> [Verilen alıntı]
Fazıl Hüsnü Dağlarca, ünlü Çocuk ve Allah şiirinin bir yerinde şöyle der:
“Çocuklar korkunç Allah’ım
Elleri, yüzleri, saçları
Uyurlar bütün gece
Yok sana ihtiyaçları
Çocuklar korkunç Allah’ım,
Bebek yaparlar haçları.
Aşina değiller hatıramıza
Severken aynı ağaçları.”
Öyle ya da böyle, çocuk başına korkunç bir boşluğun, sürekli düşme halini anlatan canhıraş bir kopuşun, dünya cehennemiyle baş edilmeyen kendine kalma umarsızlığının öyküsüdür bu. Geçmişle gelecek bir yana, en acı şekilde bugünü yaşamaktadır çocuk. Yaşamak denirse tabii!.. Şimdinin ötesinde her şey belirsizdir. Dilleri lâl eyleyen öyle fotoğraflar vardır ki, onlara bakmak bile büyük cesaret ister. Örneğin, hemen aklıma takılan iki fotoğraftan söz edebilirim size:
İlk fotoğraf; bombalanan bir kentte büyük erkek kardeşin, küçük kız kardeşini bedeniyle koruduğu bir fotoğraftır ki, andıkça aklımı tarumar eder.

> [Verilen malzeme]
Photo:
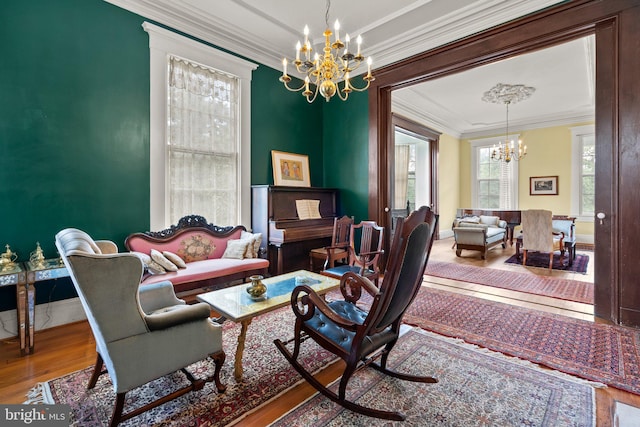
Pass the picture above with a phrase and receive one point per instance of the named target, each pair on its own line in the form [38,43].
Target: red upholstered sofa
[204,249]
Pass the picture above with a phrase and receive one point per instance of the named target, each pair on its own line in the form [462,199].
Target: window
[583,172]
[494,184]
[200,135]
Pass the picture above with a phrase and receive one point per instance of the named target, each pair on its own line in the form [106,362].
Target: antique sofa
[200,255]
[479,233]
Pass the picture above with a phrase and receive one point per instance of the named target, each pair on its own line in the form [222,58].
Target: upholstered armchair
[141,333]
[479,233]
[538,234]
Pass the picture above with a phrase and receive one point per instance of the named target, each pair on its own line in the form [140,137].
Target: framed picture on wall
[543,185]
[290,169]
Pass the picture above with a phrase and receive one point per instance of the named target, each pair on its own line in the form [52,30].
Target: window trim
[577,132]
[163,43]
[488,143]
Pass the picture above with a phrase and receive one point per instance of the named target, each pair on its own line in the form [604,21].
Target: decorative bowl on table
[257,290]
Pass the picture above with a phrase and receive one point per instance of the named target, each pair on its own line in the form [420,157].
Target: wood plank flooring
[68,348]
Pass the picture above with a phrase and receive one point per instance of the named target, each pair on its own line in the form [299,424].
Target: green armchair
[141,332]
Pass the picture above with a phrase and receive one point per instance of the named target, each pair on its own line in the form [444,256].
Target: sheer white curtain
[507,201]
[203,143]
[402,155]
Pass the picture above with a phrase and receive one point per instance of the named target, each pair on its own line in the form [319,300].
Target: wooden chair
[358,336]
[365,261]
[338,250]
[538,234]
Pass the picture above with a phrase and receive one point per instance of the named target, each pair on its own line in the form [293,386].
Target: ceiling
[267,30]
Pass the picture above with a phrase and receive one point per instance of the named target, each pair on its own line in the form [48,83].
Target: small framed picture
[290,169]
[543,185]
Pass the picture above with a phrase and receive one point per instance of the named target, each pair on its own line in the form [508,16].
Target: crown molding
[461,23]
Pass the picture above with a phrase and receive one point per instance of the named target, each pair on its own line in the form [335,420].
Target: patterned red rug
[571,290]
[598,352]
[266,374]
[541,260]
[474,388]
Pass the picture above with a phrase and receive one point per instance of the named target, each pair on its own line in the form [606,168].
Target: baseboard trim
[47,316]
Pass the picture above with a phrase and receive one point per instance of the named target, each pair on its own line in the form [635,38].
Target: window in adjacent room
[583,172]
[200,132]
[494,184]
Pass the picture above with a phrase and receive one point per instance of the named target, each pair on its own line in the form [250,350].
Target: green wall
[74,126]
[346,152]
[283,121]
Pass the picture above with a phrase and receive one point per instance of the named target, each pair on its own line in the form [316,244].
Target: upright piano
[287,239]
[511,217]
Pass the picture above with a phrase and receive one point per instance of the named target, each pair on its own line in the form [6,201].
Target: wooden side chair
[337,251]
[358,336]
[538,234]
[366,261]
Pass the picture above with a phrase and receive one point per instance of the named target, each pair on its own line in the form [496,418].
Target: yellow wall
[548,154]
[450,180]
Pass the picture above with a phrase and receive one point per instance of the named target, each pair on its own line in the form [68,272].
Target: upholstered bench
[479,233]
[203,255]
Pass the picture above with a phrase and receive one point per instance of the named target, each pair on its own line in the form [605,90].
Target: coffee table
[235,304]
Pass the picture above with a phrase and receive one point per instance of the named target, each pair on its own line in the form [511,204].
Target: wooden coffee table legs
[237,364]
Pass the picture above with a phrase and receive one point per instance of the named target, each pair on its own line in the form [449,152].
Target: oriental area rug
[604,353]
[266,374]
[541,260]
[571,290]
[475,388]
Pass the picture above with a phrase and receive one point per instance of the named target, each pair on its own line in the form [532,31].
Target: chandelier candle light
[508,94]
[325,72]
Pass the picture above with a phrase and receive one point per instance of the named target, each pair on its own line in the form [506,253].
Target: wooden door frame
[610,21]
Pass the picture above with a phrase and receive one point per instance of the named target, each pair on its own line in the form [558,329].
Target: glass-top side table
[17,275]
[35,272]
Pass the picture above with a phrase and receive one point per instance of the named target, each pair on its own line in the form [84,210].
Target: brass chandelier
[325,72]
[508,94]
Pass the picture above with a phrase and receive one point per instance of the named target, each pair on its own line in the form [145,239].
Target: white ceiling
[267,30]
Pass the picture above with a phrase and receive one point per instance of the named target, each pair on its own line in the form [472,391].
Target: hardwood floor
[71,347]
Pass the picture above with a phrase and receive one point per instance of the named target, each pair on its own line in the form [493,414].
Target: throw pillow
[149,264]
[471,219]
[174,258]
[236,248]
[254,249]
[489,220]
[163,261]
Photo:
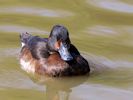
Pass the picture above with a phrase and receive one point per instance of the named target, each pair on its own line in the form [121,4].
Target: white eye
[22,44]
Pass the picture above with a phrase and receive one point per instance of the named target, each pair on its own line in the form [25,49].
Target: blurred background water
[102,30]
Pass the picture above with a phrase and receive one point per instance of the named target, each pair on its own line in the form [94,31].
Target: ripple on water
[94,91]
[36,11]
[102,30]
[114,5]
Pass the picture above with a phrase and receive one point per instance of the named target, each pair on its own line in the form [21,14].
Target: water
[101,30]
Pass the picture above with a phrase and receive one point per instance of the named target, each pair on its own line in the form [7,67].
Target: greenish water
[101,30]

> [Görev tanımı]
Dağlarca'nın "Çocuk ve Allah" şiiriyle açılan çocuklar üzerine yazıyı, gösterilen son cümleden sonra aynı üslupla sürdürün.

> [Alıştırmanın cevabı]
İkinci fotoğrafta; büyüklere mahsus kapağı açık bir tabutun içinde, neredeyse tabutta çalkalanan bir bebek cesedi bırakılmıştır! Öyle sanırım birkaç ölü çocuktan sonra kapağı hoyratça kapatılacaktır tabutun! Tam bir dehşet hâli yani!..
Ne yazık ki insan kaynaklı bir vahşettir hepsi! Çoluk çocuğa bakılmaz, asker-sivil ayrımı gözetilmez, sözüm ona en kısa sürede temizlik harekâtından alnının akıyla sıyrılır. Yakın zamanlarda Japonya’ya atılan iki atom bombasının, Vietnam halkını kavuran napalm bombasıyla Filistinli çocukları delik deşik eden misket bombasının gerisinde saldırganlığı dinsel-ırksal duygularla kutsayıp savaş ideolojisini baş tacı yapan emperyalist çıkarlar üste çıkar. Mazlum halklarsa zalimlerin gözünde varlıkları börtü böcek katına indirgenen yığınsal bir hedeften ibarettir sadece. Ve saldırganlığın meşruluğuna uygun bir zemin her zaman bulunur. Onlara göre zaten terör savaşıdır yapılan. Devlet terörü hak getire!.. Tıpkı bugünkü Gazze cehennemi gibi!.. Birçok kişinin savaş karşıtlığıyla davrandığı, hemen hemen kimsenin İsrail terörüne karşı hiçbir şey yapamadığı aciz bir durumu hep birlikte gözlemeyi ve susmayı sürdürmekteyiz ne yazık ki!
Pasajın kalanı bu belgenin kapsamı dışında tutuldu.